Poursuivez le texte consacré à la dimension politique de la pièce de David Greig, à partir de sa dernière phrase.

• _Texte d'étude_:

········

La dimension politique


Qu’arrive-t-il après la chute d’un dictateur ? Sur quelle base une nation peut-elle se reconstruire après des années de tyrannie ?
Sans jamais mentionner les mots « Irak » ou « Afghanistan », la pièce de David Greig et les actions du général Siward – son personnage principal - sont le miroir des débats géopolitiques contemporains. L’ingérence politique est la thématique centrale d’une structure en quatre parties qui se déclinent, comme les saisons, d’une renaissance nationale au chaos total : Printemps – Été – Automne – Hiver.
À l’heure du Brexit et de la montée des populismes en Europe, et alors qu’il est parfois difficile de faire la différence entre le maintien de la paix et l’occupation d’un pays, l’auteur interroge les notions de patrie, de nation, d’identité individuelle et nationale, dans une Écosse qu’il dit « mitoyenne ». En redonnant la parole à une femme légitimement reine, à une garnison anglaise considérée comme une armée d’occupation, à un général dont l’excès de probité, d’ordre et d’éthique le conduit à une succession d’exactions barbares, David Greig malmène l’adage Si vis pacem, para bellum « Qui veut la paix, prépare la guerre »... Ou réciproquement.

········

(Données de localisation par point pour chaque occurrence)
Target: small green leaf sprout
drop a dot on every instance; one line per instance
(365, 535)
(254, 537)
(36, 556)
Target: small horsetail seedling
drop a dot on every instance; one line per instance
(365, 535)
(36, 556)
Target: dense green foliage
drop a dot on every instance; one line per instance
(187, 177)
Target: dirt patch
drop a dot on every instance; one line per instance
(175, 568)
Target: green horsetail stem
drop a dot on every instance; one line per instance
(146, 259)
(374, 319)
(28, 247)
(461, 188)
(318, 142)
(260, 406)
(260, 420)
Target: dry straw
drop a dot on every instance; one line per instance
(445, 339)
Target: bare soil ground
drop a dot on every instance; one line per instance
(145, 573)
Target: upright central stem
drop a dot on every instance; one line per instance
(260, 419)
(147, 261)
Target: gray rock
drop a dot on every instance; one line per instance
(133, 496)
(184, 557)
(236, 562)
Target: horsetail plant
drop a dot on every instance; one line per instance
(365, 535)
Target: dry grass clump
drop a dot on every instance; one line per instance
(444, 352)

········

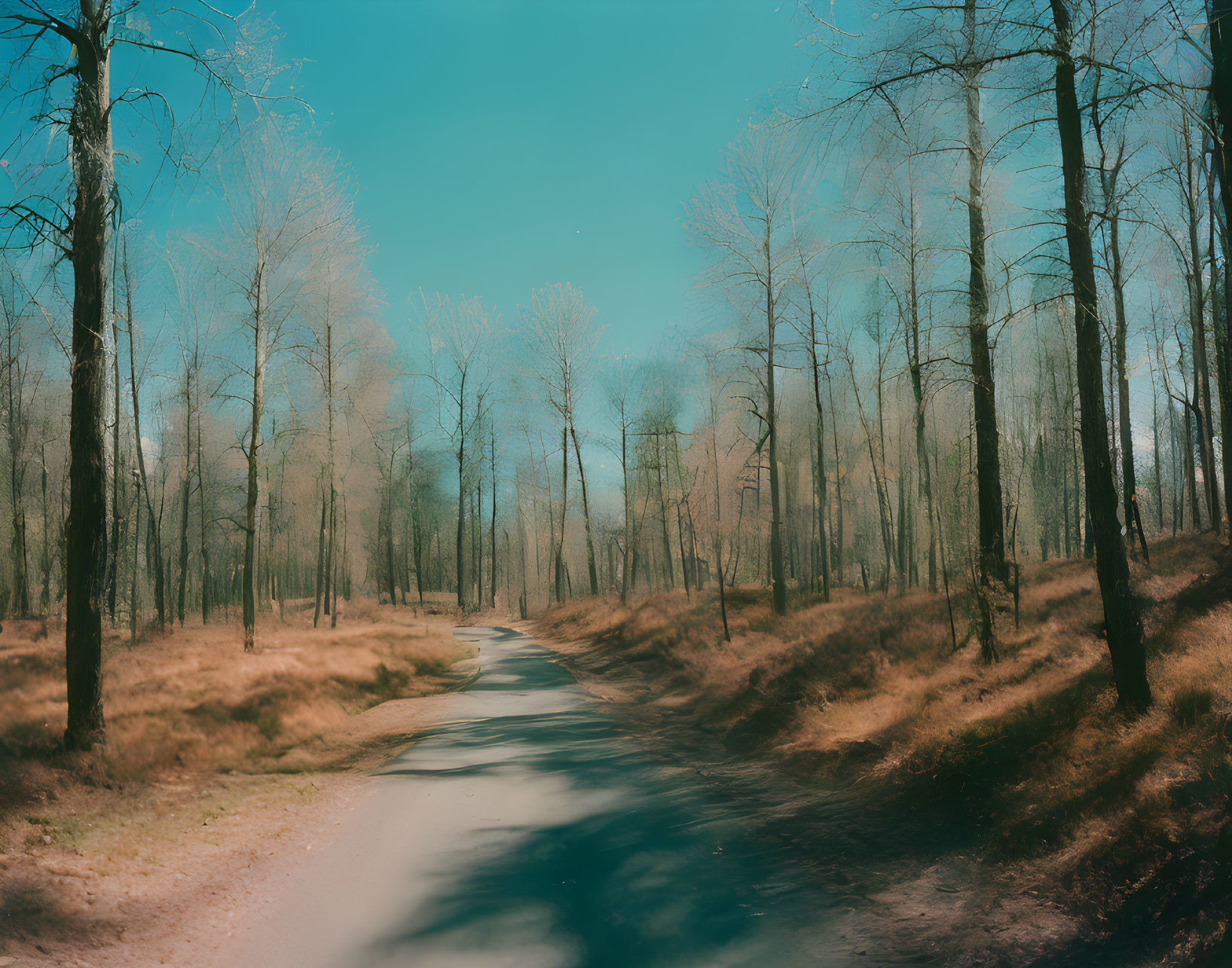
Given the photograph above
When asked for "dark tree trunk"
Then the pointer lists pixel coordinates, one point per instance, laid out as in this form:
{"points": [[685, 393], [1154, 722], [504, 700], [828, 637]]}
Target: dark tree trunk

········

• _La réponse_:
L’insoumise et l’effondrement du patriarcat


Si on cherche dans le Macbeth de Shakespeare la possibilité que le féminin soit représenté, en tant que féminin, dans la distribution du pouvoir, on ne trouvera rien. Macbeth est un monde de mâles dont les femmes sont exclues. On y vit entre mâles et on espère y engendrer d’autres mâles. Ce monde où Macbeth tue le père et les fils et où Lady Macbeth renie sa nature de femme est forcément un cercle stérile.
La réponse de David Greig est plus féconde. Lady Macbeth est vivante (finalement) et cachait un héritier depuis plus de quinze ans. Considérée comme une sorcière, et entourée de sorcières, à savoir « celles qui échappent à la domination masculine » selon Mona Chollet (cf. Sorcières éd. La Découverte), Gruach - ainsi prénommée - représente la puissance invaincue des femmes. Les sorcières disent ce qui est tu, elles révèlent le désir enfoui, attisent le désordre qui est caché sous l’ordre, mettent à jour la maladie dans le corps de l’État. Dans Dunsinane, c’est le patriarcat qui va s’effondrer devant l’insoumission féminine et la souveraineté populaire, et ainsi donner à l’avenir un point - certes fragile - d’équilibre.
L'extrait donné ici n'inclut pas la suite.